*** Data for analysis ***
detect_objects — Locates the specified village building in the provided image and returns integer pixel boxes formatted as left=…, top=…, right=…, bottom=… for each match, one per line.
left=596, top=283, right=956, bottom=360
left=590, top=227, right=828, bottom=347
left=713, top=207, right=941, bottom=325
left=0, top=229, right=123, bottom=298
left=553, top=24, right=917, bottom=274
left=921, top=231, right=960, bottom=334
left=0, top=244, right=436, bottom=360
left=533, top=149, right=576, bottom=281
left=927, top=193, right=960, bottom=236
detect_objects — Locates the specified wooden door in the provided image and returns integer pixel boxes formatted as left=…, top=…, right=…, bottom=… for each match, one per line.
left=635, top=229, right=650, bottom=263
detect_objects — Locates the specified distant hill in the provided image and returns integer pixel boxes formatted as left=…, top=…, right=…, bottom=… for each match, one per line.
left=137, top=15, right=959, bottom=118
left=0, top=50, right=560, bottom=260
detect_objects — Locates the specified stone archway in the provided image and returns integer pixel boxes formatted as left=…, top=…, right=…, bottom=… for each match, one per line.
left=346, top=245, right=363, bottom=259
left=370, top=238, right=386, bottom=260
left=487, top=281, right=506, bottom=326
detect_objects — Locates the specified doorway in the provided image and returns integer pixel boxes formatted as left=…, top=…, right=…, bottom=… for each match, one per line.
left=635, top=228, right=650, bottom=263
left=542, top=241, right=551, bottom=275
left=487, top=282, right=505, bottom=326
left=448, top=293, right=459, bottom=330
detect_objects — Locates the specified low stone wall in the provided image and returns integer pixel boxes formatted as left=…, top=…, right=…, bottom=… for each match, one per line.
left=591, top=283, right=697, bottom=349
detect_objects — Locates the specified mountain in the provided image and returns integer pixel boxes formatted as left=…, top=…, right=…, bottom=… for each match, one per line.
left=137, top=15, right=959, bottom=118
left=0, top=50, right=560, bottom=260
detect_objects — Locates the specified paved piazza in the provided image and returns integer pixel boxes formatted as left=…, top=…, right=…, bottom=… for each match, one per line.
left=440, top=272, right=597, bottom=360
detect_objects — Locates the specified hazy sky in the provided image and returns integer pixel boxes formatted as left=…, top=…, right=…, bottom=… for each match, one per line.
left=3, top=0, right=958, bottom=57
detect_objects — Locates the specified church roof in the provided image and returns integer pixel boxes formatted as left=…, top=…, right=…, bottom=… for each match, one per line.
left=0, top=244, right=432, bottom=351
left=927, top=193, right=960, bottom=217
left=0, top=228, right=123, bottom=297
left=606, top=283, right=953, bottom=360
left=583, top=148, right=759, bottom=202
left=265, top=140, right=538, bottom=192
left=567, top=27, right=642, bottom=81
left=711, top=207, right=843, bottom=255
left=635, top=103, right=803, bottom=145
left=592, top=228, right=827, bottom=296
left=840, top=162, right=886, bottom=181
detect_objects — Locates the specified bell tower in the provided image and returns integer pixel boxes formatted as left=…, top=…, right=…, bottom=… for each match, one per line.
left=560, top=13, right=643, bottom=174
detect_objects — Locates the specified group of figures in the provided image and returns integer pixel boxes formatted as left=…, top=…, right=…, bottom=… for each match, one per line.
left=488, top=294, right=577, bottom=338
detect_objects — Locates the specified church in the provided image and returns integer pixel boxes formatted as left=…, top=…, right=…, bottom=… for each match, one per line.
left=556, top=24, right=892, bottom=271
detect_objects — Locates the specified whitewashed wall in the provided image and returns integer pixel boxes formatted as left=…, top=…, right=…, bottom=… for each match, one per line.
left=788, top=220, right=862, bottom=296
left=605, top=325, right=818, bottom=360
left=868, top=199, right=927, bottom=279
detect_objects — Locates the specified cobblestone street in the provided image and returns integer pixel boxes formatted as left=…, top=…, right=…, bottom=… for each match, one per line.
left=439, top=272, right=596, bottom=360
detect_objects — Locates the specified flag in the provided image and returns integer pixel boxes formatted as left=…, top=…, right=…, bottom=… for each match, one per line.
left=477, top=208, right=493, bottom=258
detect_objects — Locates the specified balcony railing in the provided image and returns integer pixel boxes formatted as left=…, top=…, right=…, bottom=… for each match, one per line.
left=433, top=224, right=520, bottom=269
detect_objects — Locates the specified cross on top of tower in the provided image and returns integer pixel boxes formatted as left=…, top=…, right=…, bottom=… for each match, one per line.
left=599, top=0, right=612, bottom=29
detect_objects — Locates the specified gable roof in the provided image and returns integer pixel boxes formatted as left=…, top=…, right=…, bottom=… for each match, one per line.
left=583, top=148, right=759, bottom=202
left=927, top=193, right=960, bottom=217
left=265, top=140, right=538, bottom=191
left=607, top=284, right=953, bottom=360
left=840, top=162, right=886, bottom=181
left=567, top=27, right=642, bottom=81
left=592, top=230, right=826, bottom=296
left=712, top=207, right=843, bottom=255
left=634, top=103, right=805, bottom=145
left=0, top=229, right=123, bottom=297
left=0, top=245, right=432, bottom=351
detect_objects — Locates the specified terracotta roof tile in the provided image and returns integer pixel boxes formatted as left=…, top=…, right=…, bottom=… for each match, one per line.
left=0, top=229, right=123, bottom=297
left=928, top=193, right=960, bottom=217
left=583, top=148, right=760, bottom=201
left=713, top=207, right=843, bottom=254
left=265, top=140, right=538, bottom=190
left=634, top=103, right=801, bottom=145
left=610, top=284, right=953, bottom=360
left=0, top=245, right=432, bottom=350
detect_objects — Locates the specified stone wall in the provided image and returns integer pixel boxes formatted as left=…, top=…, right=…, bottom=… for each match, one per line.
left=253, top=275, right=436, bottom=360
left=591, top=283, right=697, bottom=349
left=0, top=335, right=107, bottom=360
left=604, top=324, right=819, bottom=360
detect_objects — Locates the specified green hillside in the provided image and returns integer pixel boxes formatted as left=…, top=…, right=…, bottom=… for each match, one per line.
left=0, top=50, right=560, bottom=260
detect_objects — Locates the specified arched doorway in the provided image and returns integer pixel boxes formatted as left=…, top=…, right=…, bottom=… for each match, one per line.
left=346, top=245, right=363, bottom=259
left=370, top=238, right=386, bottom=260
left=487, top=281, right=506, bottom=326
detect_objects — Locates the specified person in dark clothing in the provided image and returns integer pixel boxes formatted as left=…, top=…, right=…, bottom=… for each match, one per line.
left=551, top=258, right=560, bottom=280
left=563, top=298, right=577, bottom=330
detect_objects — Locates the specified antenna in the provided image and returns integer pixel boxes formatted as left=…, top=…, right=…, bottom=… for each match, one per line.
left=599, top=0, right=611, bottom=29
***
Task item: Transcribe the listing so that each line matches exactly.

Expected answer:
detect_objects — Locates the specified village building in the provided image and returns integer pixel boxes formatted as left=…, top=…, right=…, bottom=… for each match, one per line.
left=596, top=283, right=956, bottom=360
left=590, top=227, right=828, bottom=347
left=713, top=207, right=941, bottom=325
left=0, top=229, right=123, bottom=298
left=553, top=24, right=917, bottom=274
left=921, top=231, right=960, bottom=334
left=0, top=244, right=436, bottom=360
left=533, top=149, right=576, bottom=281
left=927, top=193, right=960, bottom=236
detect_objects — Locates the specified wooden door in the provided image and returns integer pixel boxes formatted as left=…, top=…, right=…, bottom=… for each match, one per line.
left=635, top=229, right=650, bottom=263
detect_objects — Locates the specified distant hill in the provided image and returns integer pixel boxes formatted as left=…, top=…, right=…, bottom=… for each match, one per line.
left=137, top=15, right=959, bottom=118
left=0, top=50, right=560, bottom=260
detect_objects — Locates the specified stone archway in the provided image and returns integer pixel boxes formatted as left=…, top=…, right=…, bottom=… for each match, one per line.
left=346, top=245, right=363, bottom=259
left=370, top=238, right=386, bottom=260
left=487, top=281, right=506, bottom=326
detect_objects — Locates the specified doorway in the provided image and returns integer pixel boxes formatted as left=…, top=…, right=…, bottom=… for each match, one per line.
left=635, top=228, right=650, bottom=263
left=542, top=241, right=551, bottom=275
left=487, top=282, right=505, bottom=326
left=448, top=293, right=459, bottom=330
detect_objects — Locates the specified low stone wall in the provided image and returns integer pixel boxes formatted as left=…, top=…, right=…, bottom=… for each match, one per line.
left=591, top=283, right=697, bottom=349
detect_objects — Locates the specified mountain in the provided image and returns integer pixel boxes formatted as left=…, top=…, right=…, bottom=… for each match, one per line.
left=137, top=15, right=959, bottom=118
left=0, top=50, right=560, bottom=260
detect_objects — Locates the specified paved piazza in the provided image and returns integer pixel boxes formatted as left=…, top=…, right=…, bottom=… for each match, one per line.
left=440, top=272, right=597, bottom=360
detect_objects — Locates the specified hazy sky in the provided image and returns integer pixel boxes formatted as left=…, top=…, right=…, bottom=… for each match, one per line.
left=3, top=0, right=958, bottom=57
detect_objects — Locates the specified church roof in the provided image and returns integer pixel boxes formatted as left=…, top=…, right=…, bottom=… for each match, one per line.
left=0, top=244, right=432, bottom=351
left=927, top=193, right=960, bottom=217
left=0, top=228, right=123, bottom=297
left=606, top=283, right=953, bottom=360
left=583, top=148, right=759, bottom=202
left=265, top=140, right=538, bottom=192
left=567, top=27, right=642, bottom=81
left=711, top=207, right=843, bottom=255
left=635, top=103, right=803, bottom=145
left=592, top=228, right=827, bottom=296
left=840, top=162, right=886, bottom=181
detect_objects — Locates the specified bell tower in the provided image and returns integer pixel boxes formatted as left=…, top=…, right=…, bottom=… for each match, one per line.
left=560, top=13, right=643, bottom=174
detect_objects — Locates the specified group of figures in the provided image and returns integer pixel boxes formatted as left=…, top=…, right=…, bottom=… for each match, one per line.
left=488, top=294, right=577, bottom=338
detect_objects — Locates the specified church in the provided image and returns integer pixel boxes formatted as left=…, top=…, right=…, bottom=… for each match, one per line.
left=556, top=24, right=892, bottom=271
detect_objects — Locates the specified whitewashed wall in the provided image and returns integer pixel boxes formatted as left=…, top=…, right=…, bottom=… for each match, one per line.
left=788, top=220, right=862, bottom=296
left=605, top=325, right=818, bottom=360
left=868, top=199, right=927, bottom=279
detect_objects — Locates the specified cobblestone street in the provided image and returns integer pixel boxes formatted as left=…, top=…, right=…, bottom=… for each match, one per line.
left=439, top=272, right=596, bottom=360
detect_objects — Locates the specified flag in the provided image and returns integer pixel boxes formatted as left=…, top=…, right=…, bottom=… for each match, one per line.
left=477, top=208, right=493, bottom=258
detect_objects — Locates the specified balcony railing in the provided image and returns integer pixel boxes formatted as left=…, top=…, right=…, bottom=… for each match, one per line.
left=433, top=224, right=520, bottom=269
detect_objects — Locates the specified cross on top of tower in the provided image and returns integer pixel boxes formatted as left=…, top=…, right=…, bottom=… for each match, one per line.
left=599, top=0, right=612, bottom=29
detect_objects — Locates the specified gable roof in the provided image and returns integer pixel boxes formatted as left=…, top=…, right=…, bottom=… for each match, one per line.
left=583, top=148, right=759, bottom=202
left=927, top=193, right=960, bottom=217
left=265, top=140, right=538, bottom=191
left=607, top=284, right=953, bottom=360
left=840, top=162, right=886, bottom=181
left=567, top=27, right=642, bottom=81
left=592, top=230, right=826, bottom=296
left=712, top=207, right=843, bottom=255
left=634, top=103, right=805, bottom=145
left=0, top=229, right=123, bottom=297
left=0, top=245, right=432, bottom=351
detect_objects — Locates the specified terracotta roof tile in the provided image and returns integer pixel boxes formatted as left=…, top=…, right=…, bottom=… for each match, one per line.
left=0, top=229, right=123, bottom=297
left=928, top=193, right=960, bottom=217
left=583, top=148, right=760, bottom=201
left=713, top=207, right=843, bottom=254
left=265, top=140, right=538, bottom=190
left=634, top=103, right=801, bottom=145
left=610, top=284, right=953, bottom=360
left=0, top=245, right=432, bottom=350
detect_objects — Locates the specified stone wall in the provided image and returns integer pixel boxes formatted as left=…, top=…, right=…, bottom=… for each match, one per line.
left=253, top=275, right=436, bottom=360
left=591, top=283, right=697, bottom=349
left=0, top=335, right=107, bottom=360
left=604, top=324, right=819, bottom=360
detect_objects — Locates the specified green hillside in the provided image and returns integer pixel boxes formatted as left=…, top=…, right=…, bottom=… for each match, one per line.
left=0, top=50, right=560, bottom=260
detect_objects — Locates the specified arched doorway in the provided image and returns integer pixel boxes formatted as left=…, top=…, right=…, bottom=… for each match, one per line.
left=346, top=245, right=363, bottom=259
left=370, top=238, right=386, bottom=260
left=487, top=281, right=506, bottom=326
detect_objects — Locates the specified person in dark clothing in the provided image and returns integer pixel boxes formatted as left=…, top=…, right=…, bottom=… for each match, one per line.
left=551, top=258, right=560, bottom=280
left=563, top=298, right=577, bottom=330
detect_objects — Locates the specified antenna in the provided image and returns integer pixel boxes formatted as left=…, top=…, right=…, bottom=… for each match, one per line.
left=599, top=0, right=611, bottom=29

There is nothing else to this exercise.